### Page extract
The decomposition rarely seems intuitively obvious to me. For example, what part of me is program vs. data? And are there any constraints on acceptable decompositions? Is it really all right to act as if you were controlling the actions of all physical objects, for example?

I wonder if it would help to try to bracket the uncertain area with less ambiguous cases, and maybe lead to a better articulation of the implicit criteria by which people distinguish program and data.

On one side, I propose that if the behavior you're talking about would also be exhibited by a crash dummy substituted for your body, then it's data and not program. For example, if someone pushes me off a cliff, it's not my suicidal "program" that accelerates me downwards @ 32ft / s^2, but the underlying "data."

On the other, if you write down a plan beforehand and actually locomote (e.g. on muscle power) to enact the plan, then it is program.

Are these reasonable outer bounds to our uncertainty? If not, why? If so, can we narrow them further?

The advice to "choose as though controlling the logical output of the abstract computation you implement" might have you choose as if you controlled the actions of all physical objects, if you viewed the laws of physics as your program, or choose as if you only controlled the actions of the particular physical state that you are, if every distinct physical state is a different program.

This seems to be about identity. First case being where one thinks that they are the Universe itself, and latter being complete denialist of time passing in any sense at all, and our experience being non-connected solid state, thus refusing to accept that he is in any meaningful sense the guy he was 5 minutes earlier. I don't think it's wrong that this kind of differences in views of self-identity should change our decisions.

A positive theory of human behavior may well depend on self-assigned identity. But a normative theory of agent behavior will need a normative theory of identify if identity is to be a central element.

But a normative theory of agent behavior will need a normative theory of identify if identity is to be a central element.

### Material provided
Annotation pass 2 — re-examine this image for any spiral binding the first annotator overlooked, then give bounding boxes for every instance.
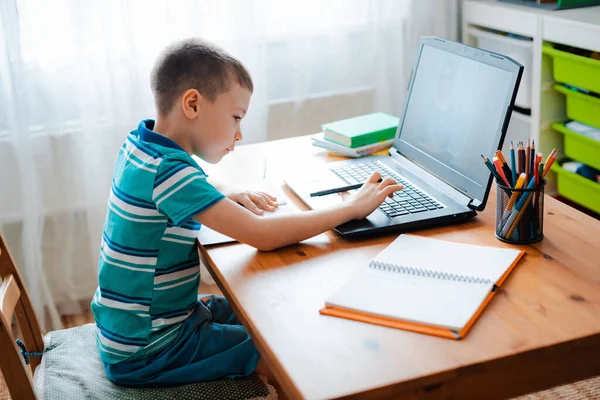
[369,261,494,284]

### Requests
1. According to the forum excerpt on program and data, what would show that a behavior is data and not program?
2. From the forum excerpt on program and data, pull the passage that starts at the words "The advice to" and stops after "a different program.", copied word for word.

### Complete answers
1. The same behavior would also be exhibited by a crash dummy substituted for your body.

2.
The advice to "choose as though controlling the logical output of the abstract computation you implement" might have you choose as if you controlled the actions of all physical objects, if you viewed the laws of physics as your program, or choose as if you only controlled the actions of the particular physical state that you are, if every distinct physical state is a different program.